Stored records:

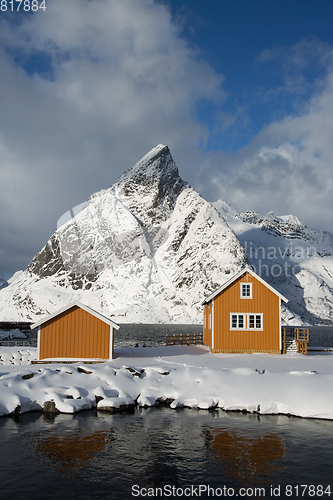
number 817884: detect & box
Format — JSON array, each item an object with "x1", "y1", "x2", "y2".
[{"x1": 0, "y1": 0, "x2": 46, "y2": 12}]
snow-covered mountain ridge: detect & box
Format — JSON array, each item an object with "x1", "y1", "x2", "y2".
[
  {"x1": 0, "y1": 145, "x2": 246, "y2": 323},
  {"x1": 0, "y1": 145, "x2": 333, "y2": 324},
  {"x1": 213, "y1": 200, "x2": 333, "y2": 325}
]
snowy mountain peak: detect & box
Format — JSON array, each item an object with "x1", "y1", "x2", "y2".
[
  {"x1": 110, "y1": 144, "x2": 189, "y2": 226},
  {"x1": 114, "y1": 144, "x2": 180, "y2": 195}
]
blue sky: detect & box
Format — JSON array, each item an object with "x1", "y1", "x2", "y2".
[{"x1": 0, "y1": 0, "x2": 333, "y2": 278}]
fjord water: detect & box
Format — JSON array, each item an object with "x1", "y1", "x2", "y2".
[
  {"x1": 0, "y1": 408, "x2": 333, "y2": 500},
  {"x1": 0, "y1": 325, "x2": 333, "y2": 500}
]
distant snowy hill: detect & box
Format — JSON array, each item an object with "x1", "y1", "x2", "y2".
[
  {"x1": 0, "y1": 276, "x2": 8, "y2": 290},
  {"x1": 213, "y1": 200, "x2": 333, "y2": 325},
  {"x1": 0, "y1": 145, "x2": 246, "y2": 323}
]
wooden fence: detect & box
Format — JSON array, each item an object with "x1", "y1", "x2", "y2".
[{"x1": 165, "y1": 333, "x2": 203, "y2": 345}]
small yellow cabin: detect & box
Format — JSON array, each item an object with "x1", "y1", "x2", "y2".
[
  {"x1": 202, "y1": 268, "x2": 288, "y2": 354},
  {"x1": 31, "y1": 301, "x2": 119, "y2": 361}
]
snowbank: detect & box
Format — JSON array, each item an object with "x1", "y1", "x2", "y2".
[
  {"x1": 0, "y1": 346, "x2": 333, "y2": 419},
  {"x1": 0, "y1": 328, "x2": 27, "y2": 340},
  {"x1": 0, "y1": 347, "x2": 37, "y2": 366}
]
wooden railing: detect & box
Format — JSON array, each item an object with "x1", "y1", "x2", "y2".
[
  {"x1": 165, "y1": 333, "x2": 203, "y2": 345},
  {"x1": 282, "y1": 326, "x2": 309, "y2": 356}
]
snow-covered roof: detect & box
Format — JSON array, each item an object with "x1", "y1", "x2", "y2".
[
  {"x1": 31, "y1": 300, "x2": 119, "y2": 330},
  {"x1": 201, "y1": 267, "x2": 289, "y2": 305}
]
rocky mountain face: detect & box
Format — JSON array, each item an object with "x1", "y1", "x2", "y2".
[
  {"x1": 0, "y1": 145, "x2": 333, "y2": 325},
  {"x1": 213, "y1": 200, "x2": 333, "y2": 325},
  {"x1": 0, "y1": 145, "x2": 247, "y2": 323}
]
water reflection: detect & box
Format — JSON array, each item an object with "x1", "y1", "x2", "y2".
[
  {"x1": 0, "y1": 408, "x2": 333, "y2": 500},
  {"x1": 205, "y1": 428, "x2": 285, "y2": 486}
]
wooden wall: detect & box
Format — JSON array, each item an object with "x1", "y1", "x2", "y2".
[
  {"x1": 205, "y1": 273, "x2": 281, "y2": 354},
  {"x1": 40, "y1": 306, "x2": 110, "y2": 359}
]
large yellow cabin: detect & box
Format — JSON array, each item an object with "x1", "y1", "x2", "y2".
[{"x1": 202, "y1": 268, "x2": 288, "y2": 354}]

**What is being asked:** Reproduce every line of the stored records above verbatim, omitting the pictures.

**Task output:**
number 817884: detect & box
Format — JSON array, each item an object with "x1", "y1", "x2", "y2".
[{"x1": 0, "y1": 0, "x2": 46, "y2": 12}]
snow-covered mountain ridge: detect & box
Format — JSON array, each item an object with "x1", "y1", "x2", "y2".
[
  {"x1": 0, "y1": 145, "x2": 246, "y2": 323},
  {"x1": 0, "y1": 145, "x2": 333, "y2": 324},
  {"x1": 213, "y1": 200, "x2": 333, "y2": 325}
]
snowy mountain peak: detect & box
Format — JSON array, each item an object with "x1", "y1", "x2", "y2".
[
  {"x1": 110, "y1": 144, "x2": 189, "y2": 226},
  {"x1": 114, "y1": 144, "x2": 180, "y2": 195}
]
blue sky: detect & box
Format — JSON array, each item an object with "x1", "y1", "x2", "y2".
[{"x1": 0, "y1": 0, "x2": 333, "y2": 278}]
fjord water: detect & box
Format — JSON array, each item an object with "x1", "y1", "x2", "y2".
[
  {"x1": 0, "y1": 408, "x2": 333, "y2": 500},
  {"x1": 0, "y1": 325, "x2": 333, "y2": 500}
]
distant snowy hill: detect & box
Format — JSON array, each item an object with "x1", "y1", "x2", "y2".
[
  {"x1": 0, "y1": 276, "x2": 8, "y2": 290},
  {"x1": 213, "y1": 200, "x2": 333, "y2": 325},
  {"x1": 0, "y1": 145, "x2": 246, "y2": 323}
]
wooden fence: detect & box
Format — JSON array, each item an object with "x1", "y1", "x2", "y2".
[{"x1": 165, "y1": 333, "x2": 203, "y2": 345}]
small yellow cabin: detect & box
Format — JSON array, each item an object with "x1", "y1", "x2", "y2".
[
  {"x1": 202, "y1": 268, "x2": 288, "y2": 354},
  {"x1": 31, "y1": 301, "x2": 119, "y2": 361}
]
snowbank: detect & box
Format — JSON array, each item an object with "x1", "y1", "x2", "y2".
[
  {"x1": 0, "y1": 346, "x2": 333, "y2": 419},
  {"x1": 0, "y1": 328, "x2": 27, "y2": 340},
  {"x1": 0, "y1": 347, "x2": 37, "y2": 366}
]
wooden railing: detect & box
Format — JSON array, each item an object with "x1", "y1", "x2", "y2".
[
  {"x1": 165, "y1": 333, "x2": 203, "y2": 345},
  {"x1": 282, "y1": 326, "x2": 309, "y2": 356}
]
snow-covered roof: detect & box
Format — JSON array, each item an object with "x1", "y1", "x2", "y2".
[
  {"x1": 31, "y1": 300, "x2": 119, "y2": 330},
  {"x1": 201, "y1": 267, "x2": 289, "y2": 305}
]
rocky mountain face: detect & box
Format — JSON array, each item an object with "x1", "y1", "x2", "y2".
[
  {"x1": 0, "y1": 145, "x2": 333, "y2": 325},
  {"x1": 213, "y1": 200, "x2": 333, "y2": 325},
  {"x1": 0, "y1": 145, "x2": 247, "y2": 323}
]
water reflection: detect & box
Format — JSON array, each item an object with "x1", "y1", "x2", "y2".
[
  {"x1": 0, "y1": 408, "x2": 333, "y2": 500},
  {"x1": 205, "y1": 428, "x2": 285, "y2": 486}
]
wooden wall: detect & box
Format — JSON array, each item an object with "x1", "y1", "x2", "y2".
[
  {"x1": 205, "y1": 273, "x2": 281, "y2": 354},
  {"x1": 40, "y1": 306, "x2": 110, "y2": 359}
]
large yellow cabin: detect & box
Format — JSON array, each item an object with "x1", "y1", "x2", "y2".
[{"x1": 202, "y1": 268, "x2": 288, "y2": 354}]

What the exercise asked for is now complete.